> [WHAT IS NEEDED]
Transcribe the lines of the records below, from the line holding "Exercise. For every instance of the bird's eye" through the line holding "point(201, 793)", inclusive. Give those lines and nothing else.

-- RECORDS SHOWN start --

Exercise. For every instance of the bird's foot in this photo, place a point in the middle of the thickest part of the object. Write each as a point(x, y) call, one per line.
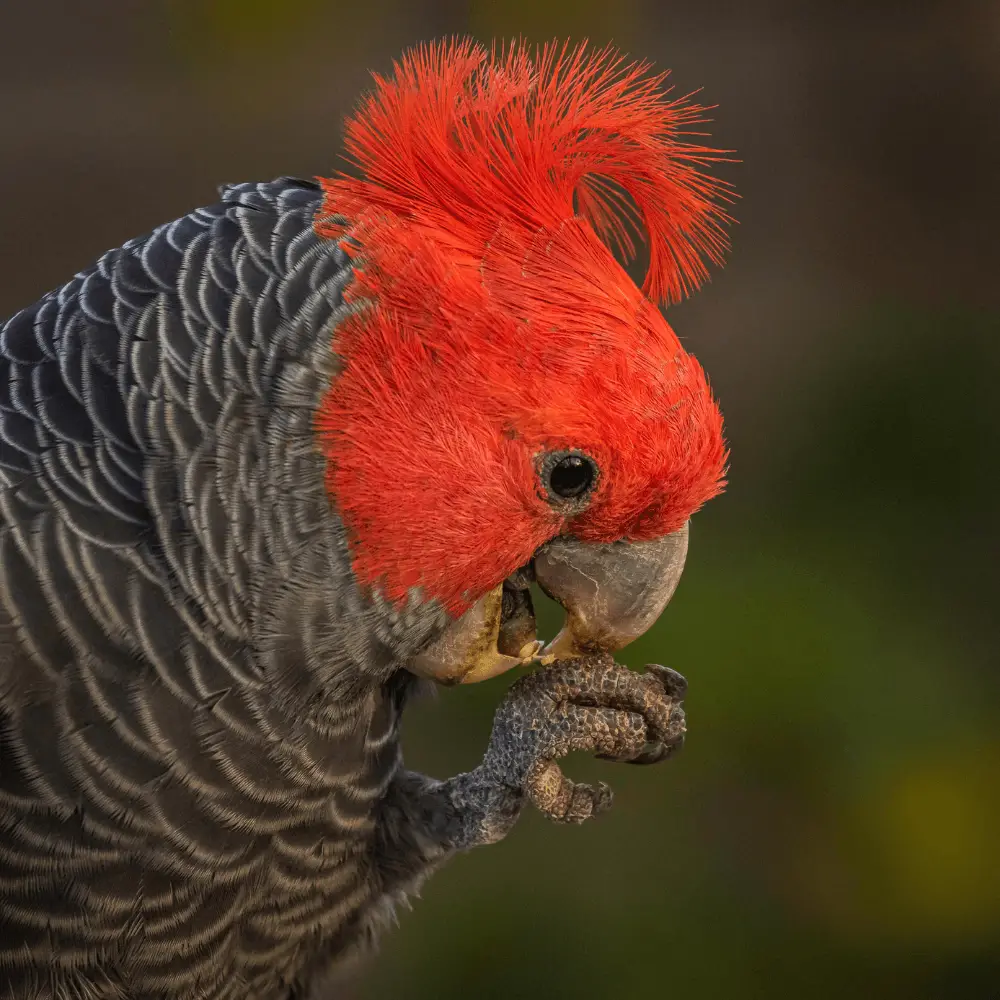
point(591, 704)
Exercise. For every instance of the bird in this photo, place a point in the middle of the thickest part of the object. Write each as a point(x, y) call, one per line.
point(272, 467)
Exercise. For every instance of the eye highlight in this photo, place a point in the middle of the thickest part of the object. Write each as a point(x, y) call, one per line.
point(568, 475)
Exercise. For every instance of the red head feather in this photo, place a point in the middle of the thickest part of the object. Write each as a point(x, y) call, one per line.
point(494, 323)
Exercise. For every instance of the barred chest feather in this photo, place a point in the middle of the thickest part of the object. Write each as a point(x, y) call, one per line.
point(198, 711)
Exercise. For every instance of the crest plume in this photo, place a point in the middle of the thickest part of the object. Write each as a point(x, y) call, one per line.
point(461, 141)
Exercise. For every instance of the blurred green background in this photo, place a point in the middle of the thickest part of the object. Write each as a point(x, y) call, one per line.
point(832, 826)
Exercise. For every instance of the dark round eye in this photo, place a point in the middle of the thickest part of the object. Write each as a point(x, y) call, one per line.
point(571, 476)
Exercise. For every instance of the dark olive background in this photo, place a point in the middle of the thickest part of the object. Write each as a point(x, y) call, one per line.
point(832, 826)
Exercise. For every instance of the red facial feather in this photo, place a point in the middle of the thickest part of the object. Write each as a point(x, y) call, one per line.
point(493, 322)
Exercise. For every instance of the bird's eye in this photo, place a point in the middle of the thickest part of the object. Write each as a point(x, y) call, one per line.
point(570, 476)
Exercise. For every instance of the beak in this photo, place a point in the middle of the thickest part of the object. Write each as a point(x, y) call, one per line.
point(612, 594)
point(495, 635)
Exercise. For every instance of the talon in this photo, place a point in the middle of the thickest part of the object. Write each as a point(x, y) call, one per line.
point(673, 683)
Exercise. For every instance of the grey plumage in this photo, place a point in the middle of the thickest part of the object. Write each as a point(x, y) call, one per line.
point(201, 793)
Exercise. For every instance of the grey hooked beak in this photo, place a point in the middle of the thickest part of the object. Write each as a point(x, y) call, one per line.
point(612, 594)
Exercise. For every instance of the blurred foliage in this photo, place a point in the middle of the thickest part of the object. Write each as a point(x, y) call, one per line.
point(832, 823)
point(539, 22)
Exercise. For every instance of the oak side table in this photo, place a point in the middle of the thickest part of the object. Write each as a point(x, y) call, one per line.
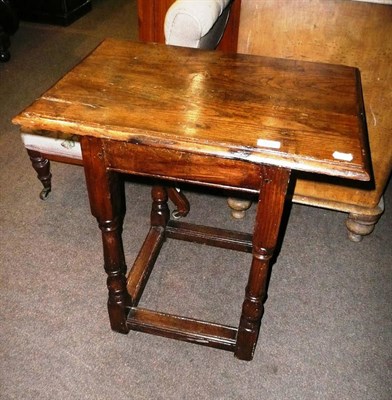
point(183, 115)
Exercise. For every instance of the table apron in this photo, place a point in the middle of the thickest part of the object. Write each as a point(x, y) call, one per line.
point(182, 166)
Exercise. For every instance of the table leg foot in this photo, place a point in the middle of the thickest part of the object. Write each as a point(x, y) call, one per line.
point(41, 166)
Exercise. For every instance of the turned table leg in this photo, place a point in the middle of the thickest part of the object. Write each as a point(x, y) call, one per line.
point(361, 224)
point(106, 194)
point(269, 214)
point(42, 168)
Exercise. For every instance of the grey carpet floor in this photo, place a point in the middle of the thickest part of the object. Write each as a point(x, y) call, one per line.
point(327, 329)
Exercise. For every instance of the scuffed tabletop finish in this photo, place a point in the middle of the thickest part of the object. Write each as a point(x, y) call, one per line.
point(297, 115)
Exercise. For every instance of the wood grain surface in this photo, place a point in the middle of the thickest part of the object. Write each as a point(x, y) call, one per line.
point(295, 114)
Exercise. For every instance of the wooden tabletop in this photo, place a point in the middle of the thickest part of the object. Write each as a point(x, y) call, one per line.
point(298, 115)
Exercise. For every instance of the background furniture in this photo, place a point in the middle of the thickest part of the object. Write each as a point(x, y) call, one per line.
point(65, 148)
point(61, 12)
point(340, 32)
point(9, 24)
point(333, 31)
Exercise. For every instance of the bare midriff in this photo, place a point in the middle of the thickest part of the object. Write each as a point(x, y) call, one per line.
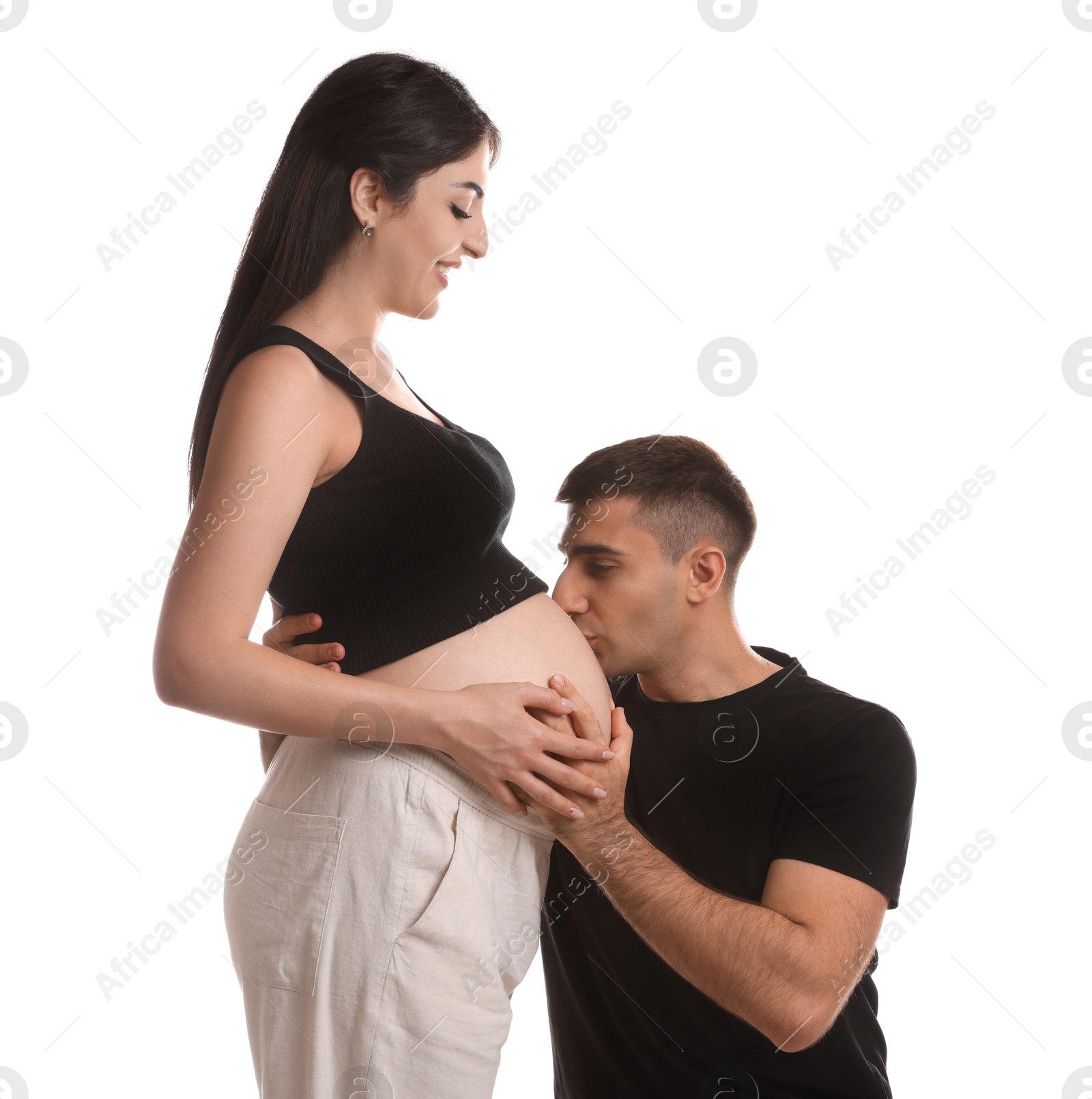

-- RECORDS SHOWN end --

> [FINISHED TASK]
Exercise. For every instance of the bird's eye in this photo, place a point in the middle of the thickest part of the object. Write each as a point(x, y) call, one per line.
point(570, 476)
Exercise. For every instance of the beak in this photo, place a point in the middle of the thickest part of the object. Write each as a point(x, y) call, one per line.
point(612, 594)
point(495, 635)
Exercise. For every instance of the talon in this photo, place a point in the middle of the thickest part of the object. Write each as a point(x, y) call, one per line.
point(673, 683)
Exercise. For every instance of the grey plumage in this photo, place a point in the middle of the thickest part of the object. Write each as a point(x, y) call, one per line.
point(201, 793)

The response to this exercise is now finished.